Task brief: Write out all of the entries exactly, please.
★ ★ ★
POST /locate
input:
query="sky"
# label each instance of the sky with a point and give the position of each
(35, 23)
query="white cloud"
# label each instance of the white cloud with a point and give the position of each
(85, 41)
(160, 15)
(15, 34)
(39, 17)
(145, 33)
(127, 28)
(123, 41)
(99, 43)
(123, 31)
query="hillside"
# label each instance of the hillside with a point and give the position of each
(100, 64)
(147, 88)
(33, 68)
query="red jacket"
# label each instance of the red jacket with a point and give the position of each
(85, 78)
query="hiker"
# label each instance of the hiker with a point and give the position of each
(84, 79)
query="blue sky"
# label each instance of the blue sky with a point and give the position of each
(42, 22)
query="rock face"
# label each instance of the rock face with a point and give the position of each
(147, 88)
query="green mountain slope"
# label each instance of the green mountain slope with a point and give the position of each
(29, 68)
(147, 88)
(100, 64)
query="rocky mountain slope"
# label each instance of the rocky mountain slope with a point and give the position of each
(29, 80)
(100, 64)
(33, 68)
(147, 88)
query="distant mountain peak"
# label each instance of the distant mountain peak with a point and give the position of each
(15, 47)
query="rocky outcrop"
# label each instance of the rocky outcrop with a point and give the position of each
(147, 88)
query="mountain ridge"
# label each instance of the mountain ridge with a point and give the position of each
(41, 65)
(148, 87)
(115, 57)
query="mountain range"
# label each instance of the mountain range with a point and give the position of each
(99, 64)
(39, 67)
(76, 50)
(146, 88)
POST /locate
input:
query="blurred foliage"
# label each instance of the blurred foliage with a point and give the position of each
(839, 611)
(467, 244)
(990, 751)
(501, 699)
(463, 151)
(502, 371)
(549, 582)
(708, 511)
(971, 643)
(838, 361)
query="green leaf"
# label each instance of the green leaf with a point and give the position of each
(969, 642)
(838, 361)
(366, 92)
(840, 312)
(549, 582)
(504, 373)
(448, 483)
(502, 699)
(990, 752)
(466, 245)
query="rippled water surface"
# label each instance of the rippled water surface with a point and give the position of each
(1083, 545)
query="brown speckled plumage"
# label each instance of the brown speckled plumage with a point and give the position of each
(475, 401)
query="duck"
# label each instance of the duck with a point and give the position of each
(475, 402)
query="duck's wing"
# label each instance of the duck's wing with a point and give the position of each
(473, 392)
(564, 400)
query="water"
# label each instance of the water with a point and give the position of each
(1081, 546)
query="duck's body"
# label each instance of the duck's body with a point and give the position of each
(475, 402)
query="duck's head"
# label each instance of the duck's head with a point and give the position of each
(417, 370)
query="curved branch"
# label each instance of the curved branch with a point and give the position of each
★ ★ ★
Result:
POST /locate
input:
query="sky"
# label each instance of the sky with a point and give the position of each
(35, 23)
query="white cloud"
# label each instance of the white cloud with a point and give the position of each
(85, 41)
(160, 15)
(15, 34)
(39, 17)
(145, 33)
(127, 28)
(123, 41)
(99, 43)
(123, 31)
query="hillside"
# label each instance of the hillside with a point and give the position of each
(100, 64)
(147, 88)
(33, 68)
query="red jacket"
# label each instance of the red jacket with a point and give the position of each
(85, 78)
query="hiker"
# label each instance of the hiker with a point and give the position of each
(84, 79)
query="blue sky"
# label each instance of the blue sky with a point and give the position of each
(42, 22)
query="rock face"
# label each instance of the rock face with a point and give the position of each
(147, 88)
query="green mountain slope"
# label each instance of the green mountain slope with a point and give the position of each
(29, 68)
(147, 88)
(100, 64)
query="rocky mountain slope"
# label each instance of the rocky mountain slope with a point and give the position of each
(29, 80)
(100, 64)
(33, 68)
(147, 88)
query="distant mountain peak"
# label each instance of the distant mountain peak with a point and give the position of each
(15, 47)
query="rocky outcrop"
# label each instance of the rocky outcrop with a point and give the position of each
(147, 88)
query="mountain ridge"
# label each instance of the mountain ridge with a point and give the position of each
(41, 65)
(148, 87)
(115, 57)
query="mountain range"
# label each instance of the mountain range with a point and give the position of each
(99, 64)
(39, 67)
(76, 50)
(146, 88)
POST /locate
input:
query="blurred foliage"
# label each instance of the blurred foliage with a point and give the position of each
(839, 611)
(467, 244)
(990, 751)
(501, 699)
(463, 151)
(502, 371)
(549, 582)
(708, 511)
(971, 643)
(838, 361)
query="green leaf"
# label each instance of the green leaf with a point and give the position of each
(969, 642)
(838, 361)
(366, 92)
(840, 312)
(549, 582)
(504, 373)
(448, 483)
(502, 699)
(990, 752)
(466, 245)
query="rippled water surface"
# label each instance of the rippled water surface with a point and give the position of each
(1083, 545)
query="brown speckled plumage"
# label each instance of the brown speckled plumage with a point and give the position of each
(475, 401)
query="duck"
# label each instance of the duck with a point and give the position of each
(475, 402)
query="duck's wing"
# label each instance of the duck's wing with a point and give the position of each
(473, 392)
(564, 400)
query="water"
# label each instance of the water with a point and give the position of each
(1081, 546)
query="duck's body"
# label each instance of the duck's body with a point and give the position of each
(475, 402)
query="duck's head"
# label each instance of the duck's head with a point and give the position of each
(417, 370)
query="curved branch"
# label each instance of the curved branch with a point and give the position of each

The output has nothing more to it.